*Your task*
Convert the entire listing below into a numbered list, omitting blank lines and leaving any pictures out of the result.

*Material provided*
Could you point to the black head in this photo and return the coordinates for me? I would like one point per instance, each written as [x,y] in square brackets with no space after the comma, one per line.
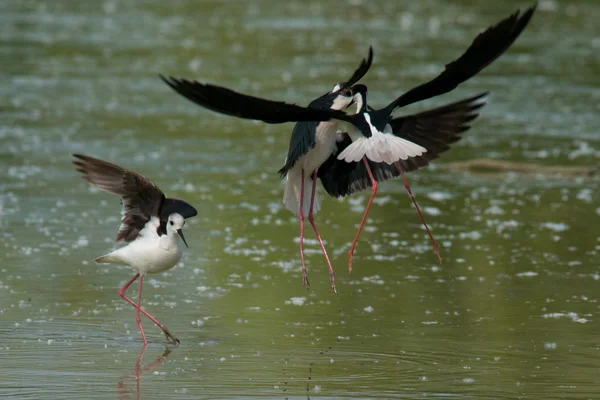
[338,98]
[359,92]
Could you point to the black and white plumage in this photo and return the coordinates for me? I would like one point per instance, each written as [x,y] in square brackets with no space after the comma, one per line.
[140,198]
[434,129]
[486,47]
[151,226]
[340,179]
[313,138]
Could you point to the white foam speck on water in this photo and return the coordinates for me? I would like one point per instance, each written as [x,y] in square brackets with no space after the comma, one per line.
[571,315]
[549,5]
[555,226]
[583,149]
[82,241]
[439,196]
[527,274]
[494,210]
[297,301]
[376,279]
[501,226]
[474,235]
[382,200]
[585,195]
[432,211]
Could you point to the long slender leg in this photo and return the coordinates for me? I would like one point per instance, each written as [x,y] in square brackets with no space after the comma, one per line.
[138,317]
[311,218]
[168,334]
[362,222]
[407,186]
[301,218]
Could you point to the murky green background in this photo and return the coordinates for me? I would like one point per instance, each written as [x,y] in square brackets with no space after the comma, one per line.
[511,313]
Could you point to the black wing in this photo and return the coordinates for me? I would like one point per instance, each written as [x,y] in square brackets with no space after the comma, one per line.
[141,199]
[303,136]
[434,129]
[229,102]
[487,46]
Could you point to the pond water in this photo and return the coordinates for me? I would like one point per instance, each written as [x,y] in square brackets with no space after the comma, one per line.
[512,312]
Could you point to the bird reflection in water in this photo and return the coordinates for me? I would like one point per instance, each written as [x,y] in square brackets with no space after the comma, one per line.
[124,391]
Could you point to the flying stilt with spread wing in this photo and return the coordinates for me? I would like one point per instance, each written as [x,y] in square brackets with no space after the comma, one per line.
[372,139]
[311,144]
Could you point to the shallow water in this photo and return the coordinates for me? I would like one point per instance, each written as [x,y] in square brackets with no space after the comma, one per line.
[510,313]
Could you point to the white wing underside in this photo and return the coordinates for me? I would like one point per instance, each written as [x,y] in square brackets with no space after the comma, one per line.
[293,190]
[380,147]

*Final answer*
1. Could you point to the black head in this photo and return the coordinates for me? I would like one point per instance, each written as [x,y] in square brackets with no space after the comma, one per line.
2. [338,98]
3. [359,92]
4. Could you point to the black and white plumage in this photo and return the coordinates for me? I would like one point per instance, each written as [x,y] in square brackets with no space after the comma, one per line.
5. [140,198]
6. [434,129]
7. [486,47]
8. [151,226]
9. [340,179]
10. [313,138]
11. Could you point to the white foam speck on water in this photo and return the coordinates for me? I would like one point per instance, each written as [x,y] in square brackets with no space after the comma, one per line.
12. [571,315]
13. [549,5]
14. [555,226]
15. [583,149]
16. [82,241]
17. [439,196]
18. [527,274]
19. [494,210]
20. [297,301]
21. [376,279]
22. [501,226]
23. [474,235]
24. [382,200]
25. [585,195]
26. [432,211]
27. Could you point to the long slender leg in this photo and return the coordinates for me? I would like one point per instance, each written as [x,y] in square brackets with no space after the comma, one per line.
28. [138,317]
29. [311,218]
30. [168,334]
31. [362,222]
32. [407,186]
33. [301,218]
34. Could you point to the murky green background in this photo and return the coordinates for me? I would like one point per instance, each written as [x,y] in square brackets with no space after the comma, one per line.
35. [511,313]
36. Could you point to the black wing in this photo and return the coordinates for me? I would like one point per instance, each written as [x,y] in square brackets with no space after the comma, one per line.
37. [141,199]
38. [303,136]
39. [434,129]
40. [229,102]
41. [487,46]
42. Could you point to the pond water in this photo and return the coordinates for me? I would like one point per instance, each written as [x,y] in square brackets with no space after the comma, one per line.
43. [512,312]
44. Could you point to the bird reflection in water in this photo and return the coordinates for me? I would like one point per instance, each written as [x,y] in square brackets with no space after the comma, one per line.
45. [124,391]
46. Could you point to the flying stilt with spread wing in this photo and return the coordinates for me? I would like one point per instance, each written as [x,y] in square brackets with no space after the comma, one per line.
47. [372,139]
48. [311,144]
49. Could you point to the shallow water in this photo and return the coordinates for me? I would like one point per instance, each written as [x,y] in square brackets with no space after the comma, one per line.
50. [510,313]
51. Could you point to the white wing underside in this photo and return the coordinates for me? I would like one point per instance, each written as [x,y] in square brackets with no space after the comma, one per line.
52. [293,190]
53. [380,147]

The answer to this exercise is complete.